[Activity list]:
1. In the article on autism, at what age had the son learned the alphabet and started counting?
2. Please reproduce the stretch of the article on autism from "The day is over." through "my son’s diagnosis.".

[Reading passage]:
--*--

My son is autistic but he is remarkable

Autism is a neurological condition which means that those who have it process information differently.

Autism is a neurological condition which means that those who have it process information differently.

The day is over. The guests have left. The clean up has finished. The balloons are deflated and the food has finished. Another year has gone by and we have just finished celebrating our sons third birthday. The day was wonderful, filled with delicious food, laughter with those we love around us and photos for the album that we will treasure forever. I can breathe. The day went by with the odd hiccup but it was a success and most importantly our son enjoyed himself and was excited to see balloons and new toys. This may all sound familiar to any family but what you all don’t know is it has been one year since my son’s diagnosis.
The day of the diagnosis is imprinted in my mind. I left the clinic feeling numb. I had known it was coming as we had chosen for an early diagnosis and told the professionals we were ready to hear it. Ready to start the process because we knew early intervention would be the best step forward. My son has just turned 3 and the past year has been an incredible journey, one that I never imagined I would experience or gave much thought to when I was pregnant. Its a journey that has come with many challenges and happiness and has helped me and my family to grow, not only to realise what is important in life but also why it’s important to become more open-minded and accept our differences. It has given us an insight into something truly fascinating. Now I’m ready to open up about it because finally, I have come to realise that a change must come about in our community to help those who need it.

My son is Autistic but he is remarkable.

Autism is a neurological condition which means that those who have it process information differently. It affects the social aspects of a person in three main areas: Social communication, social imagination and social interaction. The condition may appear to present itself differently in each individual ranging from severe to mild. It’s important to understand that autism is not a disease, there is no cure or quick fix but more realistically there are ways through speech therapy and techniques that can adjust their life and make them more independent.  The more mild cases on the spectrum may lack social skills but present exceptional IQ levels. This being presentable in my son.
At 15 months he had learnt the alphabet and began to count. This gradually began to expand to him counting to 1000. He learnt all the shapes, colours, modes of transport, days of the week, months of the year, knew the difference between consonants and vowels and can do basic addition. He became fascinated with the solar system and could name the planets in order. He knew the name of many animals but could group them to those that belonged in the safari, jungle or farm. He began to read and his vocab expanded quickly making him able to spell any word he imprinted his mind on. One day he stumbled across the Russian alphabet on a YouTube video and went on to learn it all and words associated with it. He could do puzzles and shape sorters and had a remarkable memory of what order certain things had to be.

--*--

[Data listing]:
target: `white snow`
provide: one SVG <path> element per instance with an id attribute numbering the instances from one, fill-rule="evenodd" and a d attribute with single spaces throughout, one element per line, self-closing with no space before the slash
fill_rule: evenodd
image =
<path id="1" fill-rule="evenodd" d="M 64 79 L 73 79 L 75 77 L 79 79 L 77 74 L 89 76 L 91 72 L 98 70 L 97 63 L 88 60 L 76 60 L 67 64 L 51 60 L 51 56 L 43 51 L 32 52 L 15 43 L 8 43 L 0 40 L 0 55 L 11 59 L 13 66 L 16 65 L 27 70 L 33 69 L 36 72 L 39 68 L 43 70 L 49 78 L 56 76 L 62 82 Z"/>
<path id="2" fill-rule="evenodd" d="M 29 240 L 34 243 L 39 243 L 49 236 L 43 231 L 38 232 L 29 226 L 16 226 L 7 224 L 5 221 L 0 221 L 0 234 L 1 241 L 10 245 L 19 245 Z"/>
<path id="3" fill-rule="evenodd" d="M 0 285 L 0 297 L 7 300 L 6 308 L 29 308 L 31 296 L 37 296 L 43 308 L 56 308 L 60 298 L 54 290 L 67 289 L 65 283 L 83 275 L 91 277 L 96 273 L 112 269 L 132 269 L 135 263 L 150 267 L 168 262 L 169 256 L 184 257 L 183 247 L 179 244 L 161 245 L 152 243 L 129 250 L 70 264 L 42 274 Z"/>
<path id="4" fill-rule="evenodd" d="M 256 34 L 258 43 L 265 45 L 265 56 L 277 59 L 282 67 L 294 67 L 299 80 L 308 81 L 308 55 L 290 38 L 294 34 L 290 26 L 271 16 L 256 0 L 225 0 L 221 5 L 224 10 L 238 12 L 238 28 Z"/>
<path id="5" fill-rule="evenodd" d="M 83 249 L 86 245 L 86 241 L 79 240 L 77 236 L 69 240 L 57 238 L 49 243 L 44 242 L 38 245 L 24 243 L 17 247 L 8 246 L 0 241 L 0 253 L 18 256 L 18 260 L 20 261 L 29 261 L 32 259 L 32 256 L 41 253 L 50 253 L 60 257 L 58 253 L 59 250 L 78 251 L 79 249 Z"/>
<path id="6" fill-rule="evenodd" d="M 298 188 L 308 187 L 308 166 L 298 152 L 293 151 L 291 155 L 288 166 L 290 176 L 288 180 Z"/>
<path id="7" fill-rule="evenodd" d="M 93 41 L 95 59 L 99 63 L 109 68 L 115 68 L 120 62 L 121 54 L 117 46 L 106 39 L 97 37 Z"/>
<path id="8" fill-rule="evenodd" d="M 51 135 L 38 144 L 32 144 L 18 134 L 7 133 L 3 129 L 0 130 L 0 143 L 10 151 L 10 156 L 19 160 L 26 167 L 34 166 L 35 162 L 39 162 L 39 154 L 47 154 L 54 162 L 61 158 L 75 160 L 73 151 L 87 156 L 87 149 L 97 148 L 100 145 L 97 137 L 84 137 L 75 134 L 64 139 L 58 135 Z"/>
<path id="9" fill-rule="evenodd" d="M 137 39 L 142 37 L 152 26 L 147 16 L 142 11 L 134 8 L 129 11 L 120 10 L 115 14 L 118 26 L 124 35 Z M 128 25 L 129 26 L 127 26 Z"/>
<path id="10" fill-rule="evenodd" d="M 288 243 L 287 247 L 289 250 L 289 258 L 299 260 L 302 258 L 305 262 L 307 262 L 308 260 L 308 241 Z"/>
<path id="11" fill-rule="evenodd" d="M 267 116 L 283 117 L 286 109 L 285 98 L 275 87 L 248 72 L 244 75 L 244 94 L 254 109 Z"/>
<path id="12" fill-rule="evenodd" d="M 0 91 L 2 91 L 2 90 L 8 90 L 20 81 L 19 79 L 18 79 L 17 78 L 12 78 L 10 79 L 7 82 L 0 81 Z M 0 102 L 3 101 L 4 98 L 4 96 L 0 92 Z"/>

--*--

[Solutions below]:
1. At 15 months.

2.
The day is over. The guests have left. The clean up has finished. The balloons are deflated and the food has finished. Another year has gone by and we have just finished celebrating our sons third birthday. The day was wonderful, filled with delicious food, laughter with those we love around us and photos for the album that we will treasure forever. I can breathe. The day went by with the odd hiccup but it was a success and most importantly our son enjoyed himself and was excited to see balloons and new toys. This may all sound familiar to any family but what you all don’t know is it has been one year since my son’s diagnosis.